Date: 04/17/2004
Title: love, live and death
Location: nairobi, kenya (1746m)
Text: 53 194 kilometres on the road

did you ever see two birds so much in love, and so distanced from the rest of the world, that they prefer to be swinging head down from a cable, side by side, rather than sitting on it?

they first caught my attention when i observed them from the kitchen window as they were chasing each other in their mating ritual: teasing, offering, then withdrawing, jumping and escaping from one electricity cable to another, only to attract attention again by dancing up and down while showing off their beautiful, long tail feathers.

now they are close together, quiet and side by side, head down while their long tail feather point high into the sky. they are showing the rest of the world that up is to where their heads points while everyone else is standing on their heads.

that was yesterday. today i went back to the kitchen from where i saw them still hanging there, motionless, their feathers now dull and ugly, swinging stiffly in the wind. they were dead.

a rush of utter disappointment came over me and i felt like a little boy who realizes for the first time that there is no man in the moon, that his mother is filling the socks on christmas, and that grandfather will never return from his long trip.

they must have been dead all the time while i thought them to be showing off their affection for each other and their indifference to the rest of the world. they must have received a shock when they touched two electricity cables at same time, dying immediately in the middle of their mating game; true love until death.

there are no guarantees in live and security is a myth. death is always luring around the corner, teasing us into his traps and surprising us when we least expect it. in europe we fight death; we exclude it from our lives, cover it up immediately where it occurs and ban it from our thoughts. about death we only whisper. we dismiss it into the corner of high age, hospitals and distant battlefields.

it has no place in a society that regards death before seventy as premature and that wraps itself into a virtual safety of insurance policies, vitamin tablets and esoteric exercises. our dead disappear immediately from the scene of an accident, only to be seen later in a morgue, hands folded, make-up applied and with a stitched-in smile. the real face of death, to us, is unnatural, distant and strange.

in africa death is everywhere. it's visible in its true, ugly but honest form; it lives in the houses of the people who consult their deceased ancestors for advice; here death is a fact of everyday life. the cycle of birth, live and death is normal and the rapid natural 'turnover', due to high birthrates and low live expectancy lead to a natural feeling of mortality and personal insignificance.

travelling on my motorbike i am potentially shortening my life. but, at the same time, i am also living more intensely and therefore longer – longer than most people. on my trip i am moving in a different realm, where time has another meaning altogether. here i am acquiring an enormous wealth of experience, friendships, knowledge and memories. and every day on the road brings new challenges, fears and joys.

would i return to switzerland now, people would tell me that nothing had changed since my departure, that it felt 'like yesterday' when i had said goodbye and that it was unbelievable how fast time is passing. "oh, but yes! anna has gotten married, peter is now director at the bank, and the little italian restaurant, down at the corner, is now a mc-donald's".

there is more to the world of adventure that what you can ever find on discovery channel: an unlimited richness of things to learn and see, open only to the one who is willing to take the risks and who is prepared to give up his so-called safety at home. the richness of the 'westerner' is less defined by material advantages than by the free choice of how we want to live our lives.

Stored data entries
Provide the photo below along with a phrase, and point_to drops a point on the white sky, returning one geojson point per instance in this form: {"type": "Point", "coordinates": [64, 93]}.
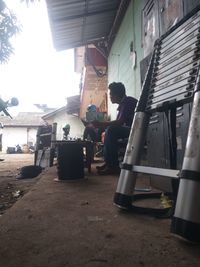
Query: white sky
{"type": "Point", "coordinates": [36, 73]}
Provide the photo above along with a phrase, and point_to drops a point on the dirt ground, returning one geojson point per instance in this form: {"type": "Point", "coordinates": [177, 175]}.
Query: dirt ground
{"type": "Point", "coordinates": [11, 188]}
{"type": "Point", "coordinates": [75, 224]}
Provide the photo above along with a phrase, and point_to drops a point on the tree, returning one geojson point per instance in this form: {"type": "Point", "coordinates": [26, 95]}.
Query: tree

- **Your goal**
In the travel diary above, copy the stretch from "did you ever" through "on their heads." word for word.

- **Result**
did you ever see two birds so much in love, and so distanced from the rest of the world, that they prefer to be swinging head down from a cable, side by side, rather than sitting on it?

they first caught my attention when i observed them from the kitchen window as they were chasing each other in their mating ritual: teasing, offering, then withdrawing, jumping and escaping from one electricity cable to another, only to attract attention again by dancing up and down while showing off their beautiful, long tail feathers.

now they are close together, quiet and side by side, head down while their long tail feather point high into the sky. they are showing the rest of the world that up is to where their heads points while everyone else is standing on their heads.